■ JOBS ■
1. According to the L1TF text, what is the Intel implementation of symmetric multi threading called?
2. Count the lines of the rows that contain the string "girl", treating uppercase and lowercase as distinct, and report only the number.

*** TEXT ***

It might make sense to mention the acronym of the mitigation here?

> +2. Malicious guest in a virtual machine
> +
> +   The fact that L1TF breaks all domain protections allows malicious guest
> +   OSes, which can control the PTEs directly, and malicious userspace,
> +   which runs on an unprotected guest kernel, to attack physical host
> +   memory.

s/malicious userspace
 /malicious guest user-space applications

?

Also, maybe mention here that 'unprotected guest kernel' here refers to the 
non-present PTE encoding protection technique, because it's a bit vague here I 
think.

> +   A special aspect of L1TF in the context of virtualization is symmetric
> +   multi threading (SMT). The Intel implementation of SMT is called
> +   HyperThreading. The fact that Hyperthreads on the affected processors
> +   share the L1 Data Cache (L1D) is important for this. As the flaw allows
> +   only to attack data which is present in L1D, a malicious guest running
> +   on one thread can attack the data which is brought into L1D by the
> +   context which runs on the sibling thread of the same physical core. This
> +   context can be host OS, host user space or a different guest.

*** DATA ***

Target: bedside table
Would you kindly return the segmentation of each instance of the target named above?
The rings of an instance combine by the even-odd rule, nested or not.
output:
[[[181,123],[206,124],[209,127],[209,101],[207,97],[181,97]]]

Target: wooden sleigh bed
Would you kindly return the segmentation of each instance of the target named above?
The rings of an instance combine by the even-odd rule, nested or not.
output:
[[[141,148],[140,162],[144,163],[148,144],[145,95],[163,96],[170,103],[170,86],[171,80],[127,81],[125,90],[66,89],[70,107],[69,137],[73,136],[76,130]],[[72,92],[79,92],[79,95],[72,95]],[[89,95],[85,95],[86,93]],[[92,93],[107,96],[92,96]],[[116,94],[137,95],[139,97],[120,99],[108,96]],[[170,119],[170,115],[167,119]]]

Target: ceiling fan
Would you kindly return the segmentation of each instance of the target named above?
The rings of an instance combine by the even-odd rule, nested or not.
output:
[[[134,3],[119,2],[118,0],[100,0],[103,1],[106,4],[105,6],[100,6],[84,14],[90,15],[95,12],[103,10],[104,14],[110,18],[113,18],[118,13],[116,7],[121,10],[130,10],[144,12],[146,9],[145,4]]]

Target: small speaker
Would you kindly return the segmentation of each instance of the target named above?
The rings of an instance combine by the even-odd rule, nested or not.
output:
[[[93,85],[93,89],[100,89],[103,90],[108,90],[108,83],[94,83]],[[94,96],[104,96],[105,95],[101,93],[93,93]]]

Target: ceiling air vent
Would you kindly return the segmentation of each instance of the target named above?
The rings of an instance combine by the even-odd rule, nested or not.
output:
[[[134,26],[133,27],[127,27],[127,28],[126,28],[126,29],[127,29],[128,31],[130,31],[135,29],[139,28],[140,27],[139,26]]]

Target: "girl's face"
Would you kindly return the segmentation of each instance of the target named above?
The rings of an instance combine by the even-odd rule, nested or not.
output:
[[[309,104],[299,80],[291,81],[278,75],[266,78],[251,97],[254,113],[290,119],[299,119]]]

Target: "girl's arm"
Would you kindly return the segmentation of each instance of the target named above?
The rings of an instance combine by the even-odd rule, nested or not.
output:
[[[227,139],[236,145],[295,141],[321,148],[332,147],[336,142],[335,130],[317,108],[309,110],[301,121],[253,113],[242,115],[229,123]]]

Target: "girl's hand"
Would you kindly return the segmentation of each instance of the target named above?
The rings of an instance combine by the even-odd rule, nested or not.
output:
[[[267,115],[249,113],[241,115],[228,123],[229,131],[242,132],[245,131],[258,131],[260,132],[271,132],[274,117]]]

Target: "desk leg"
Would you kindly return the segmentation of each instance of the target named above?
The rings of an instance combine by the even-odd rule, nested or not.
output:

***

■ ANSWERS TO EACH TASK ■
1. HyperThreading

2. 3